Текст для разбора ▸
◇ ◇ ◇

Неудачная шутка
Первой премьерой юбилейного сезона в Вахтанговском театре стала «Ивонна, принцесса Бургундская» Ольга Егошина Написанная в 1938 году «Ивонна, принцесса Бургундская» – одна из наиболее востребованных пьес польского драматурга Витольда Гомбровича. В начале нулевых в России ее ставили Олег Рыбкин и Алексей Левинский. В Театре имени Вахтангова польскую пьесу поставил провокативный режиссер Владимир Мирзоев, пригласивший на главные роли Ефима Шифрина и юную звезду сериалов Лизу Арзамасову.
В своем «Мастере и Маргарите» Михаил Булгаков среди прочих грешников вывел мрачного рыцаря, который когда-то неудачно пошутил и теперь веками расплачивается за свой каламбур о свете и тьме. В написанной примерно в те же годы пьесе «Ивонна, принцесса Бургундская» польский драматург Витольд Гомбрович рассказывает историю одной королевской шутки, закончившейся смертью. Наследный принц Филипп решает дать урок своим друзьям-повесам, «как надо шутить», и объявляет бедную, невзрачную, болезненную девицу Ивонну своей невестой. Принятая во дворец молчаливая простушка быстро становится предметом ненависти придворных, царственных родителей, друзей жениха, наконец, и самого принца. Ее беззащитность вызывает агрессию окружающих, ее невзрачность провоцирует жестокость, а ее вечная молчаливость служит верным ручательством безнаказанности для любых обидчиков.
Король-отец хочет задушить ненавистную невесту, королева-мать – ее отравить. Сам принц вместе со своими друзьями сторожит под дверью ее спальни с ножом и топором. Наконец, придворный камергер придумывает изощренный план парадного обеда в честь Ивонны.
Главным блюдом на нем выбраны караси (как поясняет камергер, болезненно застенчивая девушка непременно подавится рыбной костью, особенно если в ее тарелку будет смотреть весь королевский двор).
Любой натуралист знает этот закон стаи: если рыба, птица или зверюшка не похожа на других, ее непременно добивают соседи. Так, вороны непременно заклюют белую ворону… Философская притча Витольда Гомбровича переносит эти законы стаи в человеческое сообщество. Место действия – везде, время действия – всегда.
Его пьеса построена как своего рода шахматный этюд, в котором точное количество ходов ведет с неизбежностью к заявленному мату.
Владимир Мирзоев превращает королевский двор в собрание странноватых фриков, каждый из которых существует в своей стилистической манере. Королева (Марина Есипенко) напоминает какую-нибудь злодейку из детских сказок. Ефим Шифрин играет короля еще одной вариацией своих эстрадных недотеп.

◇ ◇ ◇

Выдержки из данных ▸

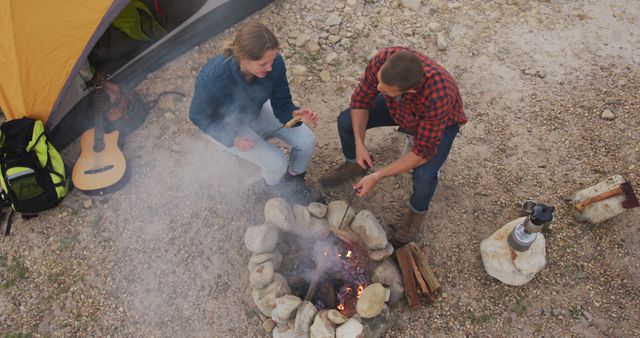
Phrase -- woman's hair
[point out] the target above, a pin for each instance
(403, 69)
(251, 42)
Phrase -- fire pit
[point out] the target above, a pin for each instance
(332, 280)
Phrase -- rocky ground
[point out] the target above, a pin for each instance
(550, 89)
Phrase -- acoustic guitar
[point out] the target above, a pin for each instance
(101, 163)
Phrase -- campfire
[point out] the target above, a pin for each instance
(328, 279)
(341, 271)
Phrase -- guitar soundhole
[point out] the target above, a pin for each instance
(99, 170)
(98, 147)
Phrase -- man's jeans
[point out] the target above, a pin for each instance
(269, 157)
(425, 177)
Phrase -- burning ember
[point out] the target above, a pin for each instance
(342, 266)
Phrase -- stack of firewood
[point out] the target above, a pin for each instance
(417, 275)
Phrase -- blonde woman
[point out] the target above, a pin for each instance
(242, 96)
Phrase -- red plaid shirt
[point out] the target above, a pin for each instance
(435, 105)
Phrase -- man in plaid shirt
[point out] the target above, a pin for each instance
(401, 87)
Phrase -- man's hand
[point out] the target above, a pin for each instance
(363, 158)
(243, 143)
(367, 184)
(308, 116)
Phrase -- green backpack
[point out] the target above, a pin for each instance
(32, 172)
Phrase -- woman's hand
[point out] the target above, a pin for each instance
(307, 116)
(366, 184)
(363, 158)
(243, 143)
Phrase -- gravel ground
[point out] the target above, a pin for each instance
(164, 255)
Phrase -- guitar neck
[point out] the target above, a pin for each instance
(100, 107)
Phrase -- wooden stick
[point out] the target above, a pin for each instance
(404, 260)
(416, 272)
(314, 282)
(424, 267)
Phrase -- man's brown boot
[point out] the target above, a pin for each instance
(407, 229)
(342, 173)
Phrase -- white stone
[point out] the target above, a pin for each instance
(601, 211)
(286, 306)
(304, 316)
(366, 225)
(286, 333)
(335, 212)
(389, 275)
(434, 27)
(277, 211)
(499, 262)
(317, 209)
(261, 238)
(302, 39)
(371, 300)
(331, 57)
(265, 299)
(350, 329)
(336, 317)
(256, 259)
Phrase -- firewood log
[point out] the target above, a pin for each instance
(404, 260)
(425, 269)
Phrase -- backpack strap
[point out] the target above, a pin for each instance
(4, 201)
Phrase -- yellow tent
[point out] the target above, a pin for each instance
(41, 43)
(45, 43)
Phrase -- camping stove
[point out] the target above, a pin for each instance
(524, 234)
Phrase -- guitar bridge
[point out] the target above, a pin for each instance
(99, 170)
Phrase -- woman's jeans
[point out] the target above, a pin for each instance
(425, 177)
(270, 158)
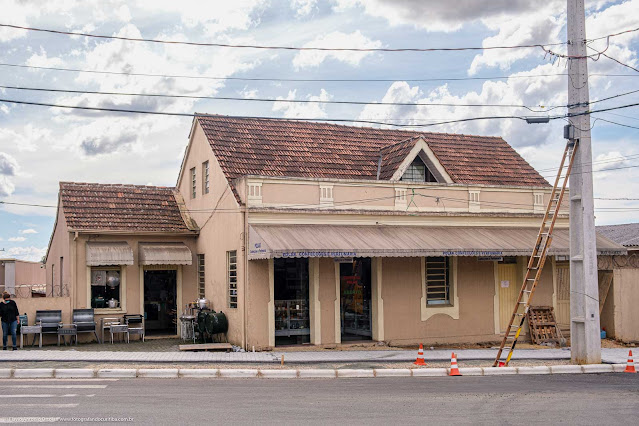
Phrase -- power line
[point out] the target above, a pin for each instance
(303, 80)
(307, 101)
(253, 46)
(618, 124)
(183, 114)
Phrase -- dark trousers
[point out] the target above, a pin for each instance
(9, 327)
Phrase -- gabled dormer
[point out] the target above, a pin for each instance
(411, 160)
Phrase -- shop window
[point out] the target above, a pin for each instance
(418, 172)
(193, 183)
(205, 177)
(201, 282)
(106, 287)
(437, 281)
(231, 267)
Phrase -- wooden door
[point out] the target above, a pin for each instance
(562, 310)
(509, 287)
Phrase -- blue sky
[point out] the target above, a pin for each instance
(41, 146)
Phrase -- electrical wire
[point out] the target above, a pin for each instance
(306, 101)
(304, 80)
(253, 46)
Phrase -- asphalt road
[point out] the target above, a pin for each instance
(569, 399)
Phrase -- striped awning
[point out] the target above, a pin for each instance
(109, 253)
(275, 241)
(165, 254)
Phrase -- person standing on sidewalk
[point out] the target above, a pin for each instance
(10, 315)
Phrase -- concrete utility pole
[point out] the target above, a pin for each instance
(584, 290)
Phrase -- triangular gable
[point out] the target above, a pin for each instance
(395, 159)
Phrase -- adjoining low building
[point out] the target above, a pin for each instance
(619, 284)
(123, 249)
(321, 233)
(304, 232)
(22, 278)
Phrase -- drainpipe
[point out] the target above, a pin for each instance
(74, 272)
(245, 261)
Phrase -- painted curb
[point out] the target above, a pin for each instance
(618, 368)
(392, 372)
(195, 373)
(565, 369)
(430, 372)
(33, 373)
(117, 373)
(158, 373)
(499, 371)
(318, 374)
(539, 369)
(352, 373)
(471, 371)
(278, 374)
(238, 374)
(597, 368)
(74, 373)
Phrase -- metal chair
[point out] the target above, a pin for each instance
(107, 323)
(119, 328)
(136, 324)
(65, 330)
(84, 319)
(49, 321)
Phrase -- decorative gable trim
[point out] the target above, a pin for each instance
(429, 158)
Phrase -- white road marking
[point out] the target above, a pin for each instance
(54, 386)
(69, 395)
(18, 405)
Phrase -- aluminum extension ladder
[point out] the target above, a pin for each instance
(538, 258)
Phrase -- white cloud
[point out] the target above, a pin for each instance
(8, 169)
(438, 15)
(42, 60)
(303, 7)
(303, 110)
(314, 58)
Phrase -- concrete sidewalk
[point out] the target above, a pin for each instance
(609, 356)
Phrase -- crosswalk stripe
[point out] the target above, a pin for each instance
(54, 386)
(69, 395)
(29, 419)
(19, 405)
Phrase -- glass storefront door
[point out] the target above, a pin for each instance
(355, 299)
(292, 319)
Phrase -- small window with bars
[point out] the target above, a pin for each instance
(193, 183)
(205, 177)
(231, 263)
(201, 281)
(438, 281)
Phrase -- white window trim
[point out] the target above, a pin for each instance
(326, 195)
(452, 311)
(106, 311)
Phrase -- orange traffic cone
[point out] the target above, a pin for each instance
(630, 366)
(454, 371)
(420, 356)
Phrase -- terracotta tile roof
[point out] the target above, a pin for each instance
(626, 234)
(393, 156)
(248, 146)
(135, 208)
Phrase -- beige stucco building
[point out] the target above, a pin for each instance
(315, 233)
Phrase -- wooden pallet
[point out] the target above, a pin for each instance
(543, 326)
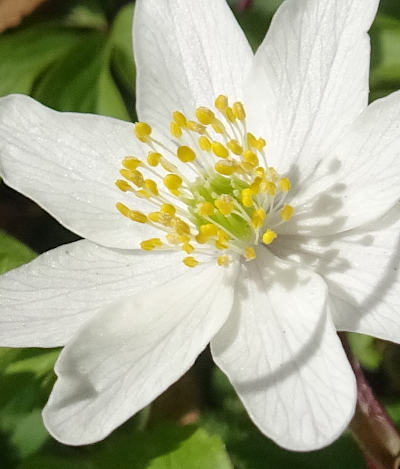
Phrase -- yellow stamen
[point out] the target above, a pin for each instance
(133, 175)
(204, 115)
(204, 143)
(175, 129)
(195, 127)
(123, 185)
(234, 147)
(258, 217)
(208, 230)
(130, 162)
(151, 244)
(225, 204)
(221, 103)
(190, 261)
(153, 158)
(142, 131)
(151, 186)
(247, 197)
(219, 150)
(206, 209)
(179, 118)
(169, 209)
(287, 212)
(186, 154)
(238, 111)
(173, 182)
(269, 236)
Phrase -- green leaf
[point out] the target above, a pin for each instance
(248, 448)
(26, 53)
(169, 446)
(13, 253)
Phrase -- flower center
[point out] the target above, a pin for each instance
(211, 187)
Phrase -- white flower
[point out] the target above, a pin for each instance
(271, 298)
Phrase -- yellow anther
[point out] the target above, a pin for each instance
(133, 175)
(226, 167)
(250, 158)
(153, 158)
(225, 204)
(204, 115)
(260, 171)
(221, 102)
(258, 217)
(169, 209)
(123, 185)
(151, 244)
(201, 238)
(130, 162)
(173, 238)
(218, 126)
(181, 227)
(186, 154)
(123, 209)
(269, 236)
(234, 147)
(238, 111)
(223, 260)
(173, 182)
(190, 261)
(229, 114)
(179, 118)
(188, 248)
(144, 194)
(142, 131)
(285, 185)
(206, 209)
(247, 197)
(161, 217)
(273, 173)
(255, 185)
(219, 150)
(251, 140)
(175, 129)
(268, 187)
(249, 253)
(222, 239)
(167, 165)
(151, 186)
(134, 215)
(209, 230)
(287, 212)
(260, 144)
(204, 143)
(195, 127)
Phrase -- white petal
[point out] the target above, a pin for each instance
(132, 351)
(187, 53)
(282, 354)
(359, 180)
(362, 270)
(44, 303)
(68, 164)
(310, 78)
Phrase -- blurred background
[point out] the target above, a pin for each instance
(76, 55)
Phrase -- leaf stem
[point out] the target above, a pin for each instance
(371, 426)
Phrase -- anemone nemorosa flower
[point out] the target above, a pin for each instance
(256, 209)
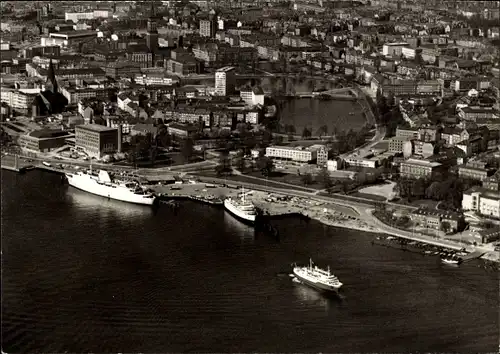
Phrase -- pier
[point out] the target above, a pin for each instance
(473, 255)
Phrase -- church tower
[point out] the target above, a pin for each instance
(152, 34)
(51, 83)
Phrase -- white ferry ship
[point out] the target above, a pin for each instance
(241, 209)
(317, 278)
(103, 185)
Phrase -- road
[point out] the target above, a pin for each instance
(363, 211)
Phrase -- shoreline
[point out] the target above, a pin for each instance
(327, 213)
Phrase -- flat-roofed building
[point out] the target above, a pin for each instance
(225, 81)
(252, 95)
(483, 201)
(290, 153)
(96, 140)
(434, 219)
(411, 133)
(396, 143)
(393, 49)
(183, 65)
(414, 168)
(475, 170)
(65, 39)
(20, 99)
(44, 140)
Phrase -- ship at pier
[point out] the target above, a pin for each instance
(241, 209)
(105, 186)
(317, 278)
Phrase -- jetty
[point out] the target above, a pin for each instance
(473, 255)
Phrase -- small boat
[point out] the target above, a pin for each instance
(451, 260)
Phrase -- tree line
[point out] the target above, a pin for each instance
(449, 190)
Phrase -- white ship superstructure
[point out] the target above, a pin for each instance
(317, 277)
(241, 208)
(103, 185)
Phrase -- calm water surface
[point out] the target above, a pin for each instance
(84, 274)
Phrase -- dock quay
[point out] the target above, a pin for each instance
(11, 168)
(197, 198)
(473, 255)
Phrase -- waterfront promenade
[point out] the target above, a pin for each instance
(360, 211)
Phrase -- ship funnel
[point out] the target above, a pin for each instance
(119, 147)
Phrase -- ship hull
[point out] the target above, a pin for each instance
(246, 218)
(318, 286)
(118, 193)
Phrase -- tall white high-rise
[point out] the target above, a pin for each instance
(225, 81)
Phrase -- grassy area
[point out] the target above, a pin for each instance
(374, 197)
(421, 203)
(289, 178)
(245, 179)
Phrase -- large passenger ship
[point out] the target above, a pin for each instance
(241, 209)
(105, 186)
(317, 278)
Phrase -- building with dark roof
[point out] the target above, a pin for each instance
(50, 101)
(44, 140)
(97, 140)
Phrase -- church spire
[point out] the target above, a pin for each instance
(152, 11)
(51, 83)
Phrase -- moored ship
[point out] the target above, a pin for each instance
(451, 260)
(105, 186)
(317, 278)
(241, 209)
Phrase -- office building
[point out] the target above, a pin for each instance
(96, 140)
(225, 81)
(414, 168)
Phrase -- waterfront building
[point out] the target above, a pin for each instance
(483, 201)
(74, 94)
(475, 170)
(411, 133)
(96, 140)
(489, 235)
(20, 99)
(51, 100)
(181, 130)
(183, 65)
(290, 153)
(334, 164)
(434, 219)
(396, 143)
(208, 28)
(252, 95)
(152, 35)
(321, 154)
(66, 39)
(44, 140)
(414, 168)
(225, 81)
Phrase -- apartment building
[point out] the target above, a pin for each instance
(74, 95)
(289, 153)
(414, 168)
(434, 219)
(475, 170)
(252, 96)
(20, 99)
(482, 201)
(225, 81)
(396, 143)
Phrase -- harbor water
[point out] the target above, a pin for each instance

◇ ◇ ◇

Вопросы к тексту ▸
1 - Ответьте по рецензии на три вопроса:
(a) В каком году написана пьеса «Ивонна, принцесса Бургундская»?
(b) Какое блюдо выбрано главным на парадном обеде в честь Ивонны?
(c) Кто играет королеву в постановке Владимира Мирзоева?
2 - Перепишите из рецензии слово в слово отрывок между «Его пьеса построена» и «своих эстрадных недотеп.», включая оба этих места.
Данные для работы не понадобятся.

Ответы по номерам ▸
1 -
(a) В 1938 году.
(b) Караси.
(c) Марина Есипенко.

2 -
Его пьеса построена как своего рода шахматный этюд, в котором точное количество ходов ведет с неизбежностью к заявленному мату.
Владимир Мирзоев превращает королевский двор в собрание странноватых фриков, каждый из которых существует в своей стилистической манере. Королева (Марина Есипенко) напоминает какую-нибудь злодейку из детских сказок. Ефим Шифрин играет короля еще одной вариацией своих эстрадных недотеп.